— begin SUPPLIED MATERIAL —

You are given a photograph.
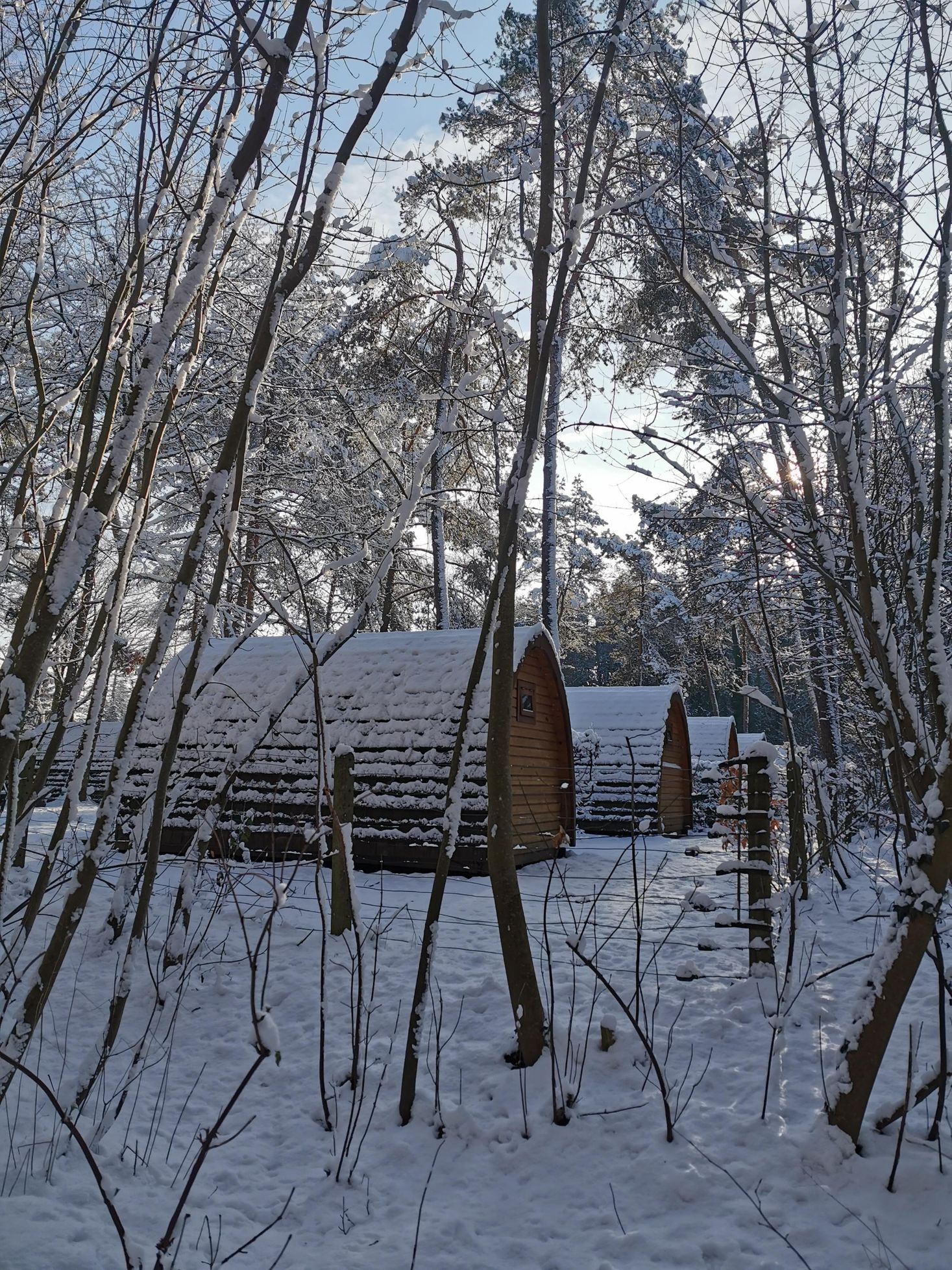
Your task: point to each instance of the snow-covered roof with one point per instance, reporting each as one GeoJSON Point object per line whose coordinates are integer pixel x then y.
{"type": "Point", "coordinates": [621, 713]}
{"type": "Point", "coordinates": [620, 737]}
{"type": "Point", "coordinates": [405, 686]}
{"type": "Point", "coordinates": [710, 740]}
{"type": "Point", "coordinates": [394, 699]}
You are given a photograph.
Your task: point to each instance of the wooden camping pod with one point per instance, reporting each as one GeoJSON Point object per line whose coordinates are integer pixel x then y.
{"type": "Point", "coordinates": [713, 741]}
{"type": "Point", "coordinates": [394, 699]}
{"type": "Point", "coordinates": [633, 758]}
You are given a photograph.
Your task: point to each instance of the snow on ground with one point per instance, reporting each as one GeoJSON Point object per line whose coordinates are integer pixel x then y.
{"type": "Point", "coordinates": [504, 1185]}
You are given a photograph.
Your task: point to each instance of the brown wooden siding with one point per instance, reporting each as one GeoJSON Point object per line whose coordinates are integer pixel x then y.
{"type": "Point", "coordinates": [674, 786]}
{"type": "Point", "coordinates": [541, 756]}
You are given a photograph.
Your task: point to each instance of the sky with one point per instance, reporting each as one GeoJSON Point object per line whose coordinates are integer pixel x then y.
{"type": "Point", "coordinates": [408, 127]}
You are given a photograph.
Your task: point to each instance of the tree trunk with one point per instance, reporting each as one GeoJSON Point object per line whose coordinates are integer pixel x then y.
{"type": "Point", "coordinates": [892, 975]}
{"type": "Point", "coordinates": [550, 486]}
{"type": "Point", "coordinates": [511, 917]}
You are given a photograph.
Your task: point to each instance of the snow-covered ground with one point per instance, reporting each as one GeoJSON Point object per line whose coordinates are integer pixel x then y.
{"type": "Point", "coordinates": [503, 1185]}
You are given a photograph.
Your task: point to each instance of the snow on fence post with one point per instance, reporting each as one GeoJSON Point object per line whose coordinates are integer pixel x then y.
{"type": "Point", "coordinates": [759, 866]}
{"type": "Point", "coordinates": [342, 916]}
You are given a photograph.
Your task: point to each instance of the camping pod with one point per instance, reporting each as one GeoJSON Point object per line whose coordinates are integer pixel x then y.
{"type": "Point", "coordinates": [714, 741]}
{"type": "Point", "coordinates": [395, 701]}
{"type": "Point", "coordinates": [633, 758]}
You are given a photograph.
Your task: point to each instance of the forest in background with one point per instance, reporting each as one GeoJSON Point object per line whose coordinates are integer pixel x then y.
{"type": "Point", "coordinates": [229, 405]}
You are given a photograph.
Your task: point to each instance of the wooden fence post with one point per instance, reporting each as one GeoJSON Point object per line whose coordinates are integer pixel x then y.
{"type": "Point", "coordinates": [759, 864]}
{"type": "Point", "coordinates": [342, 915]}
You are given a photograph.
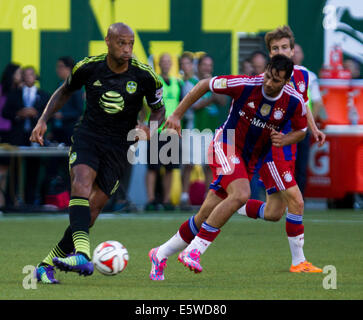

— end SUPPLIED MATERIAL —

### EXERCISE AIM
Extract every line of the material that contains the word "background".

### EXERCISE ANSWER
Your task: point to each instance of the forest in background with one point per instance, reporting each as one GeoJSON Point object per line whose coordinates are integer pixel x then y.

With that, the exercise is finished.